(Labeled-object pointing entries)
──────────
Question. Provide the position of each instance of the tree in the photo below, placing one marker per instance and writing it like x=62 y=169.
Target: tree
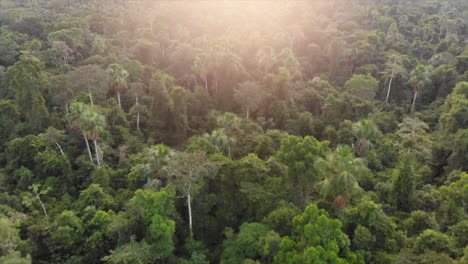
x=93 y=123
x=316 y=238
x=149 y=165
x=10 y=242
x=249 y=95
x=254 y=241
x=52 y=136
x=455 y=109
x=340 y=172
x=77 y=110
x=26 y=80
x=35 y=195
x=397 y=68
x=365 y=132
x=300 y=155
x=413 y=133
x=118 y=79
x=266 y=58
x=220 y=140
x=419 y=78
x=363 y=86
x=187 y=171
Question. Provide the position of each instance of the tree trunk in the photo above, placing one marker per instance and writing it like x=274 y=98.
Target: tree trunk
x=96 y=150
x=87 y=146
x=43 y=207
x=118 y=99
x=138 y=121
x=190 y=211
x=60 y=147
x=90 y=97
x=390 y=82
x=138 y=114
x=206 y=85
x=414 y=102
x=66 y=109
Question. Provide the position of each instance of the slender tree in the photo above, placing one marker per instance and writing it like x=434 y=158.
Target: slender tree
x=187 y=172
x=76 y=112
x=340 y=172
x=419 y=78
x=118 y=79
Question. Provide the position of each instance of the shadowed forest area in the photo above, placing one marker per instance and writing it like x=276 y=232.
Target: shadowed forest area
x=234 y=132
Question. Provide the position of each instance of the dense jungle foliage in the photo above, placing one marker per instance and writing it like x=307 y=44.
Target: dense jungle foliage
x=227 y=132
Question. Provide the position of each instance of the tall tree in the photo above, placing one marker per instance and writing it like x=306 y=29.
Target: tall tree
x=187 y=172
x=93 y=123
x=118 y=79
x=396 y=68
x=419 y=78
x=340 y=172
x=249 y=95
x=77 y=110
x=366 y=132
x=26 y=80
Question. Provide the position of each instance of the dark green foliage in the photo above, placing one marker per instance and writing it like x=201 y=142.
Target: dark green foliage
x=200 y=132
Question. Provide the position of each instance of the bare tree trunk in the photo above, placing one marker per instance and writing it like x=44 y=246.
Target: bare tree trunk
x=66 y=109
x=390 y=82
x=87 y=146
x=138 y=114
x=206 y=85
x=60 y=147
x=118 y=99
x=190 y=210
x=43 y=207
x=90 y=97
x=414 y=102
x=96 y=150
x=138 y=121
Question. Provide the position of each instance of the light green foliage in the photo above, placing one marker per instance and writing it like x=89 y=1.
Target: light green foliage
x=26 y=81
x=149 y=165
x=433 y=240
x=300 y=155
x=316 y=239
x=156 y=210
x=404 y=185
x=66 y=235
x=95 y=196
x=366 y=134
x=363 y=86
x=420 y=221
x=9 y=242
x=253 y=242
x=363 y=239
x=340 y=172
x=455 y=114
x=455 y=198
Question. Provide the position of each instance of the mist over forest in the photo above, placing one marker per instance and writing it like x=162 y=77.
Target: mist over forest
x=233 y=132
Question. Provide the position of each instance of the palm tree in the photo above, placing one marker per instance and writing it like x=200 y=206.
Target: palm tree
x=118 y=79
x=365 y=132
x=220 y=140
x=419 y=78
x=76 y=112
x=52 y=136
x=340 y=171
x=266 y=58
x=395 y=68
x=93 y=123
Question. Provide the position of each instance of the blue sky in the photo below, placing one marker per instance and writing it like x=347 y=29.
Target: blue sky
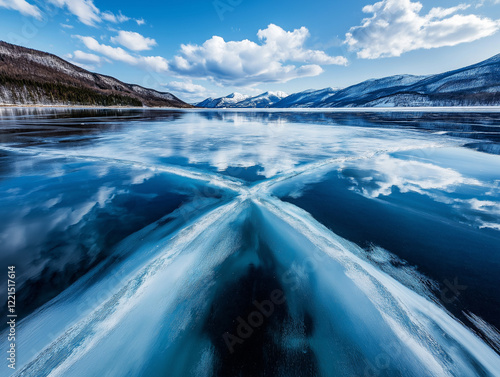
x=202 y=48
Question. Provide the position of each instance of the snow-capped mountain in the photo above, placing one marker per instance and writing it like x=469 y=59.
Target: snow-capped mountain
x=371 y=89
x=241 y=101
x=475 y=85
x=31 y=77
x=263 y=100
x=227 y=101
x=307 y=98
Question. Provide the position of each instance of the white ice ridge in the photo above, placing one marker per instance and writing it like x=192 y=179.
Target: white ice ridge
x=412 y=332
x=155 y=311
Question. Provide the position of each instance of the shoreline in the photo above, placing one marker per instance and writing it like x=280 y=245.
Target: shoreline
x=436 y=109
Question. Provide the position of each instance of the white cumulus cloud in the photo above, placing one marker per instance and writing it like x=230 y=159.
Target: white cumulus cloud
──────────
_The request_. Skipping the pictures, transcribe each line above exactly as it appears.

_Task output_.
Question. Provide the position of each instance of the tree in the photo below, placing one marker per instance and writing it like x=62 y=169.
Target: tree
x=93 y=123
x=316 y=238
x=149 y=165
x=10 y=242
x=249 y=95
x=254 y=241
x=52 y=136
x=455 y=109
x=340 y=172
x=77 y=110
x=26 y=80
x=35 y=195
x=397 y=68
x=365 y=132
x=300 y=155
x=413 y=133
x=118 y=79
x=266 y=58
x=220 y=140
x=419 y=78
x=363 y=86
x=187 y=171
Question. Provide the position of each instance of the tree trunk in the photo above, placing one marker per instance and writing it like x=274 y=98.
Target: tree trunk
x=96 y=150
x=87 y=146
x=43 y=207
x=118 y=99
x=138 y=121
x=190 y=211
x=60 y=147
x=90 y=97
x=390 y=82
x=138 y=114
x=206 y=85
x=414 y=102
x=66 y=109
Question. Provide the position of each instance of the slender tree in the photo above, placing one marker per instance and writing it like x=434 y=158.
Target: slender tree
x=187 y=172
x=76 y=112
x=340 y=172
x=419 y=78
x=118 y=79
Question. Provide the position of each instance of the shadowed forest area in the photo above, placing one marker per instance and writing it like x=276 y=232.
Target: shadowed forest area
x=234 y=132
Question. Provide the position of each instance of the dense jungle foliage in the photo above, placing one marker per instance and writing it like x=307 y=44.
Target: dense jungle foliage
x=227 y=132
Question. Provide the position of each instance of the tall tree in the photo above, placing one marker per instance and writing it like x=306 y=29.
Target: tall tree
x=187 y=172
x=93 y=123
x=118 y=79
x=396 y=68
x=419 y=78
x=340 y=172
x=249 y=95
x=77 y=110
x=366 y=132
x=26 y=80
Question. Provide the position of each instance of the dark green foliage in the photo above, placing one marker per instance and writing it like x=201 y=142.
Target: dark green foliage
x=200 y=132
Question. Provide the position of each instance of the bare tree trunk in the photo above, placing one marker per instance and writing it like x=44 y=246.
Target: bare tree trunk
x=66 y=109
x=390 y=82
x=87 y=146
x=138 y=114
x=206 y=85
x=60 y=147
x=118 y=99
x=190 y=210
x=43 y=207
x=90 y=97
x=414 y=102
x=96 y=150
x=138 y=121
Question. Provide the position of each instance of the light green foliage in the photo above, placing one marker per instance and writing it like x=89 y=1.
Target: light green foliage
x=26 y=81
x=149 y=165
x=433 y=240
x=300 y=155
x=316 y=239
x=156 y=210
x=404 y=185
x=66 y=235
x=95 y=196
x=366 y=134
x=363 y=86
x=420 y=221
x=9 y=242
x=253 y=242
x=363 y=239
x=340 y=172
x=455 y=114
x=455 y=198
Question. Provide the position of each instance of the mist over forest in the photo above, placing one marker per instance and writing it like x=162 y=77.
Target: mist over forest
x=233 y=132
Question. Provide the position of each instance of the palm tree in the photo above, placing one marker per instance and writing it like x=200 y=206.
Target: palm tree
x=118 y=79
x=365 y=132
x=220 y=140
x=419 y=78
x=76 y=112
x=52 y=136
x=340 y=171
x=266 y=58
x=395 y=68
x=93 y=123
Question. Provide the position of each instance of the blue sky in the photo below, placing one marker per instance and writing it like x=347 y=29.
Target: blue sky
x=202 y=48
Question. Provide the position of each instance of the snow-capped mountain in the photo above, placing one marker per instance and writing it like x=469 y=59.
Target: snow-capped mountain
x=371 y=89
x=241 y=101
x=475 y=85
x=31 y=77
x=263 y=100
x=227 y=101
x=307 y=98
Question. Provide the position of each instance of the white ice ridge in the photo above, placing one marker per instance and writing it like x=192 y=179.
Target: white ice ridge
x=412 y=332
x=155 y=311
Question. Provide the position of each instance of the shoreline in the photo above, placing one marker per instance and writing it like x=280 y=245.
Target: shoreline
x=436 y=109
Question. Provide the position of each instance of the white cumulus cloud in the photo above, placing one marker per instance and writing it like x=230 y=159.
Target: white cumulus cloud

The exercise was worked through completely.